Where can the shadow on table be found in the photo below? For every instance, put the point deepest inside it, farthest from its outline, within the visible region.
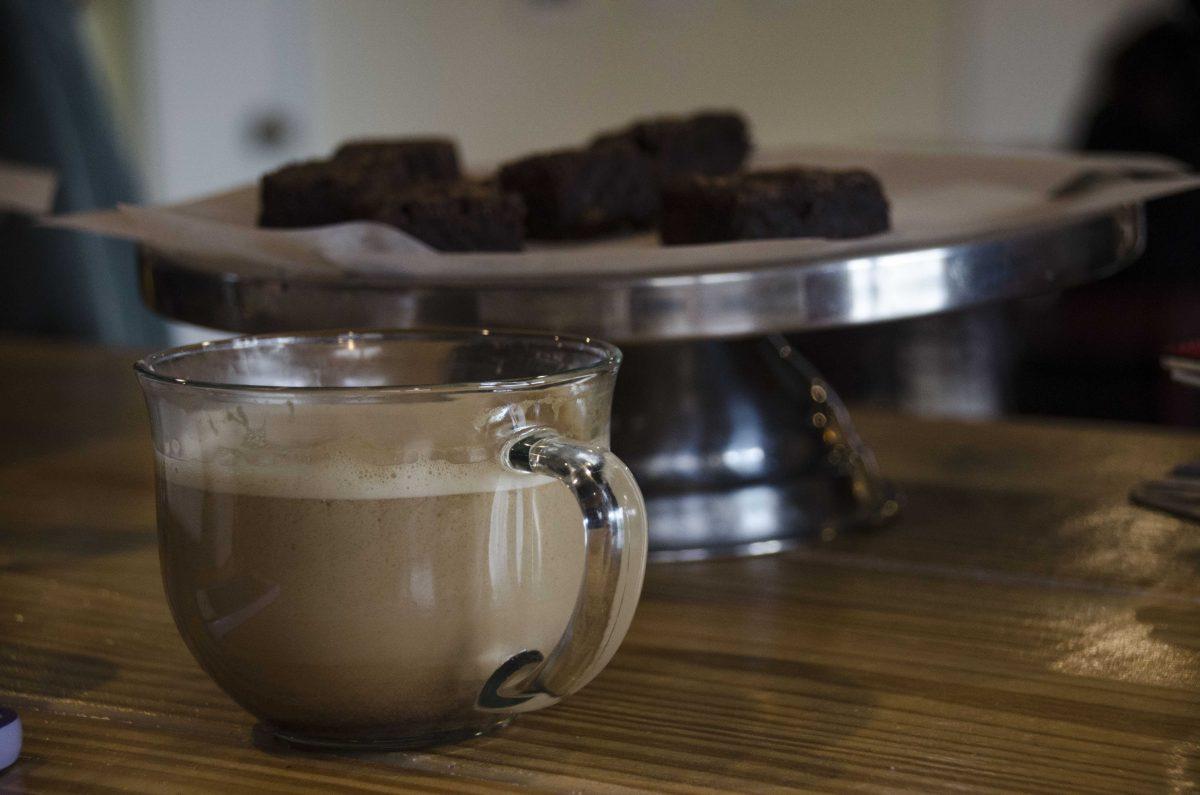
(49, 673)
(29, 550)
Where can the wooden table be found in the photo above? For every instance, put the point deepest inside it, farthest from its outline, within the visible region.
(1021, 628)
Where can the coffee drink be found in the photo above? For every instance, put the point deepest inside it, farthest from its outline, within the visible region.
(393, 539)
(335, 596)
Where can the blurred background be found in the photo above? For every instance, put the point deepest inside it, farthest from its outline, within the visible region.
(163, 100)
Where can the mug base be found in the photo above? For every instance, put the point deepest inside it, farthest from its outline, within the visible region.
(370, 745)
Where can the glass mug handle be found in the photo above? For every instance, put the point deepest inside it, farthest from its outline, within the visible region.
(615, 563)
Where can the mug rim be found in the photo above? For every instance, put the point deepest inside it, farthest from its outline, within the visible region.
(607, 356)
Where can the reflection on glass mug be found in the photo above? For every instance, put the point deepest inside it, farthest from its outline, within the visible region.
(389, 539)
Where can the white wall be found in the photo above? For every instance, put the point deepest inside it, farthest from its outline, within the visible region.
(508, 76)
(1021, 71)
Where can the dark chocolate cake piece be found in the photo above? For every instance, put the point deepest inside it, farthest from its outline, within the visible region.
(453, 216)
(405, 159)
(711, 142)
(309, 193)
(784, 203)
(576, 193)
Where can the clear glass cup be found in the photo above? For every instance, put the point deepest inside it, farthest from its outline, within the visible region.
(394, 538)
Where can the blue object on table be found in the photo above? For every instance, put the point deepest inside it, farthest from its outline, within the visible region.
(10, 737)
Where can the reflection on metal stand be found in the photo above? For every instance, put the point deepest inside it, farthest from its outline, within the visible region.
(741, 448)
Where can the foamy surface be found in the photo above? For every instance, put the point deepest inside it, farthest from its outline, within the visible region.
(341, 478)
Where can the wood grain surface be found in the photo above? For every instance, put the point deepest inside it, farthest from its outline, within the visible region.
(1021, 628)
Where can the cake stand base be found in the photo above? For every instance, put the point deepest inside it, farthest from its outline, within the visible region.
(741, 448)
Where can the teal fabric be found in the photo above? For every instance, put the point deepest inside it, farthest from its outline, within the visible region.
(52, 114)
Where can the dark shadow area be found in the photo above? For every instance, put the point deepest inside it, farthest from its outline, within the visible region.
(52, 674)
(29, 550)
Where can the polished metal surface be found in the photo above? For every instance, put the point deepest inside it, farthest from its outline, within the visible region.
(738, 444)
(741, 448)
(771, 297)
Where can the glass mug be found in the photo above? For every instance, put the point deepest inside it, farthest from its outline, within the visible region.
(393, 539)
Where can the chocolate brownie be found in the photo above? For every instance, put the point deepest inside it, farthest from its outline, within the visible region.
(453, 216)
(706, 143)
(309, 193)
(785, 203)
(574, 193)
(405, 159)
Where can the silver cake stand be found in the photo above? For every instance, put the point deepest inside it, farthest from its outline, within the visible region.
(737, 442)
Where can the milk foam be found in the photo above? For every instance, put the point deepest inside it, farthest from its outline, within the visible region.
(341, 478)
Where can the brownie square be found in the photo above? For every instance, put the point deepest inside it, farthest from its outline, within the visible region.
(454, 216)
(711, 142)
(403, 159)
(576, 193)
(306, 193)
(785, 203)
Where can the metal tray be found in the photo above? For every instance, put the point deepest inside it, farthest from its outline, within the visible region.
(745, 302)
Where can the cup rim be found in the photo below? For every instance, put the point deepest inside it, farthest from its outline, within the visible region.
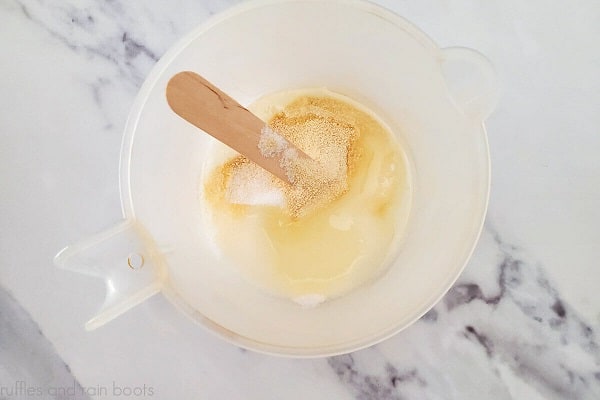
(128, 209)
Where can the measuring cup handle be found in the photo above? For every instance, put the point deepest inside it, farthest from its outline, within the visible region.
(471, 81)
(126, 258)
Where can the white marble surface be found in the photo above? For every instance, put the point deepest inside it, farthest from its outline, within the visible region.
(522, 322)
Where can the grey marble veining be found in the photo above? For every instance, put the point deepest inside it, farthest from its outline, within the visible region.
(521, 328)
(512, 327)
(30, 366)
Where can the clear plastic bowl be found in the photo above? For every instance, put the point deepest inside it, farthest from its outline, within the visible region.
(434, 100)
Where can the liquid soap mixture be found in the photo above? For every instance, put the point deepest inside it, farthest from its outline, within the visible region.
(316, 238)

---

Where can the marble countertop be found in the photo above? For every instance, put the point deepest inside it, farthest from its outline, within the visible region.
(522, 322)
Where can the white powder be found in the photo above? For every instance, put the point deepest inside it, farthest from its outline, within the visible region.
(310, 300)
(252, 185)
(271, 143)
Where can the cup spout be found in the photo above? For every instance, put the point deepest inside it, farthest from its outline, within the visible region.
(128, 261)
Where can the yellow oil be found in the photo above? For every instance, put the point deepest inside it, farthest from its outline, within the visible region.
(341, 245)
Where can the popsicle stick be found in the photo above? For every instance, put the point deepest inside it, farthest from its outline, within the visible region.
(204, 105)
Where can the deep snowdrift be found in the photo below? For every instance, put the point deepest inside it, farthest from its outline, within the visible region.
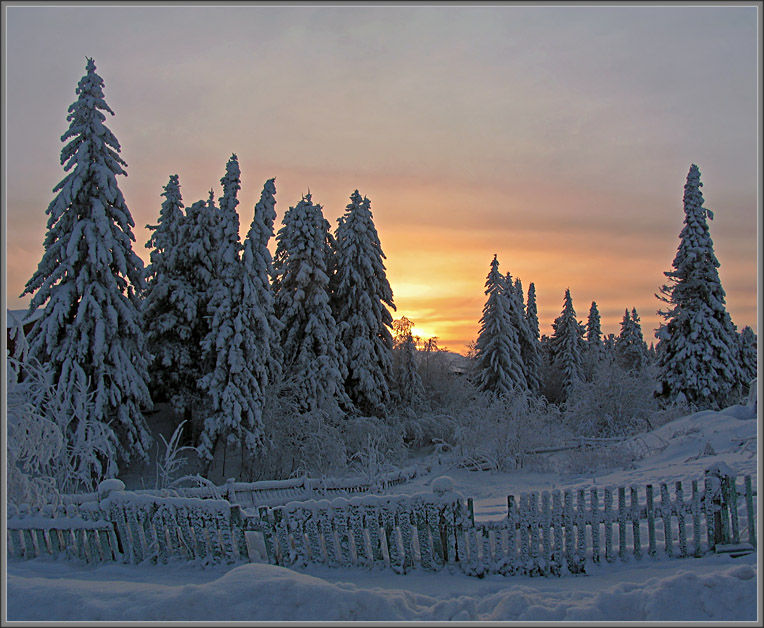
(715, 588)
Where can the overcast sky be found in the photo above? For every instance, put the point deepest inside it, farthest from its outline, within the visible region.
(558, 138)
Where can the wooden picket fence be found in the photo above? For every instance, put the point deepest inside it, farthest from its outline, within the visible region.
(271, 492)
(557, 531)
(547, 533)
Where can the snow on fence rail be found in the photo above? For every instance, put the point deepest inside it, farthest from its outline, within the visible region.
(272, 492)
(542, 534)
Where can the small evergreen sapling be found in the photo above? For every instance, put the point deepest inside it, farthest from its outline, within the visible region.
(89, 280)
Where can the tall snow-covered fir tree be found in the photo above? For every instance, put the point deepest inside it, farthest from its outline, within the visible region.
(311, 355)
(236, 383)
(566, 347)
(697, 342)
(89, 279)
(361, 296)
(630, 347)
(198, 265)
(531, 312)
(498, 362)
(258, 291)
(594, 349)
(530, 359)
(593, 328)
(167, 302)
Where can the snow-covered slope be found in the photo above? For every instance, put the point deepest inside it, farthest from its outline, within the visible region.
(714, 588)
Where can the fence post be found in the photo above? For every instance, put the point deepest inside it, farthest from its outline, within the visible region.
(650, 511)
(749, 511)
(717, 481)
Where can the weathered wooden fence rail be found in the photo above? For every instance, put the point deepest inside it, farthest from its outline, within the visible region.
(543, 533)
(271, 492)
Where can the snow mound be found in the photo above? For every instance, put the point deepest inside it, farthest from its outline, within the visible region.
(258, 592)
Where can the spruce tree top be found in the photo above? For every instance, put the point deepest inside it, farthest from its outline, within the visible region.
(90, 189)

==

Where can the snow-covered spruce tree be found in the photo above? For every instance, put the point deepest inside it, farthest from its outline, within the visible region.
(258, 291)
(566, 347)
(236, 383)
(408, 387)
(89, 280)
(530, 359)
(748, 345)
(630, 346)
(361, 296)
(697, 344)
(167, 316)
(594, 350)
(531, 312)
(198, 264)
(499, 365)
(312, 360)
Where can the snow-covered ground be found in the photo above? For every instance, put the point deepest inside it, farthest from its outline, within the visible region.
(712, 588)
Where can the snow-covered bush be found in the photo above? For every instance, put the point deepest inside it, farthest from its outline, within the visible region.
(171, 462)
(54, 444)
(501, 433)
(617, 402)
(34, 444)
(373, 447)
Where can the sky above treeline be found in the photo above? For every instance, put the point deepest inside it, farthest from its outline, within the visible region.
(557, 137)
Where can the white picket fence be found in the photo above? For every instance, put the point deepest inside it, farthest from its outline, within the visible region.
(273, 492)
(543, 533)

Your goal: Filter the items above, keeping only the lines that contain the word "background", and copy each of those lines out in full.

Reply to the task:
Where can the blurred background be found in the photo above? For every instance, put the point deepest inside it, farthest from its outline, within the visible region.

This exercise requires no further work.